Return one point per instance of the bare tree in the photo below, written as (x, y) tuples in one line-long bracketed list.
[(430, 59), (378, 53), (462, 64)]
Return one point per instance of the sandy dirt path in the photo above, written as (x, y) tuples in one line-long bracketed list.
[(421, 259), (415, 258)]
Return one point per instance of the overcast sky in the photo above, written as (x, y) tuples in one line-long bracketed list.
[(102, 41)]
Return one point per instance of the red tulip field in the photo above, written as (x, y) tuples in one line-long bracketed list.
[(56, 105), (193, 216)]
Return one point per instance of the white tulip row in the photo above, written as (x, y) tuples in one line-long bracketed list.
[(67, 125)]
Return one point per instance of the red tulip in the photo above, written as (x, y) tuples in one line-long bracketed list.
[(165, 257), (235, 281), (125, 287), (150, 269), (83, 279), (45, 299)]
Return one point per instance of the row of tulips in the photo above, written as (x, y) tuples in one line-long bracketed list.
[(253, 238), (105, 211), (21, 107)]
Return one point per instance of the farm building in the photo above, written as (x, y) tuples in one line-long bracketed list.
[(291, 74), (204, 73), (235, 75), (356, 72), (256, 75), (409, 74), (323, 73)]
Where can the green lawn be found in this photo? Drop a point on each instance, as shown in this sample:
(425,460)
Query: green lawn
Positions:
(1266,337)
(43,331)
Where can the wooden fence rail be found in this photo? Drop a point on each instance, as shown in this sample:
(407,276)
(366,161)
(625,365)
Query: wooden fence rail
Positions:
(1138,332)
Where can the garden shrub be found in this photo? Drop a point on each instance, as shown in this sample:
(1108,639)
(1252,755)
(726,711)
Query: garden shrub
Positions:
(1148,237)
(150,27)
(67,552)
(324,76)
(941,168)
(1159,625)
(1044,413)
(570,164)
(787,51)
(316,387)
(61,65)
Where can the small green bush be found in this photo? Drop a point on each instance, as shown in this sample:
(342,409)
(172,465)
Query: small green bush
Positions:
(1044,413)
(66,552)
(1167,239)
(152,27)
━━━━━━━━━━━━━━━━
TASK PROMPT ::
Render every line of the rows above as a Markdown table with two columns, No and Line, numbering each line and leaving out blank lines.

TASK OUTPUT ::
| No | Line |
|---|---|
| 1 | Return one point per instance of the bare tree in the photo below, written as (x, y) tuples in one line-long bracketed list. |
| 2 | [(430, 59), (378, 53), (462, 64)] |
| 3 | Return one point per instance of the sandy dirt path in the photo above, written as (x, y) tuples in one line-long bracketed list. |
| 4 | [(421, 259), (415, 258)] |
| 5 | Return one point per instance of the overcast sky in the photo above, written as (x, y) tuples in one line-long bracketed list. |
| 6 | [(102, 41)] |
| 7 | Return one point per instance of the red tulip field in the photo above, written as (x, y) tuples in one line-long bracketed list. |
| 8 | [(56, 105), (193, 216)] |
| 9 | Return one point per instance of the white tulip row in the photo above, written as (x, y) tuples in one line-long bracketed list. |
| 10 | [(67, 125)] |
| 11 | Return one point per instance of the red tulip in the photo above, written as (x, y) tuples in one line-long bracketed list. |
| 12 | [(165, 257), (235, 281), (125, 287), (150, 269), (83, 279), (45, 299)] |
| 13 | Return one point per instance of the row of tulips in the photo above, written as (x, y) tuples in one line-long bracketed list. |
| 14 | [(253, 238), (105, 211), (21, 107)] |
| 15 | Return one point per instance of the farm building in the photo above, written as (x, y) tuples in one line-long bracketed list. |
| 16 | [(291, 74), (204, 73), (235, 75), (356, 72), (256, 75), (409, 74), (323, 73)] |
| 17 | Where can the green lawn be found in this photo? Drop a point on each instance, as shown in this sample: |
| 18 | (425,460) |
| 19 | Query: green lawn |
| 20 | Positions: |
| 21 | (1266,337) |
| 22 | (43,331) |
| 23 | Where can the wooden fence rail be found in this photo? Drop a point on each instance, as shown in this sample: |
| 24 | (407,276) |
| 25 | (366,161) |
| 26 | (625,365) |
| 27 | Query: wooden fence rail |
| 28 | Positions: |
| 29 | (1138,332) |
| 30 | Where can the garden shrub be found in this photo? Drop a point on each instance, as shown in this sample: |
| 31 | (1108,639) |
| 32 | (1252,755) |
| 33 | (726,711) |
| 34 | Query: garden shrub |
| 35 | Positions: |
| 36 | (1148,237) |
| 37 | (150,27) |
| 38 | (67,552) |
| 39 | (324,76) |
| 40 | (941,168) |
| 41 | (1159,625) |
| 42 | (1044,413) |
| 43 | (570,164) |
| 44 | (787,51) |
| 45 | (316,387) |
| 46 | (61,65) |
| 47 | Where can the small green bush be found in this photo? Drop a point on each instance, as shown in this sample: |
| 48 | (342,409) |
| 49 | (172,465) |
| 50 | Query: small green bush |
| 51 | Positions: |
| 52 | (1044,413) |
| 53 | (66,552) |
| 54 | (1167,239) |
| 55 | (152,27) |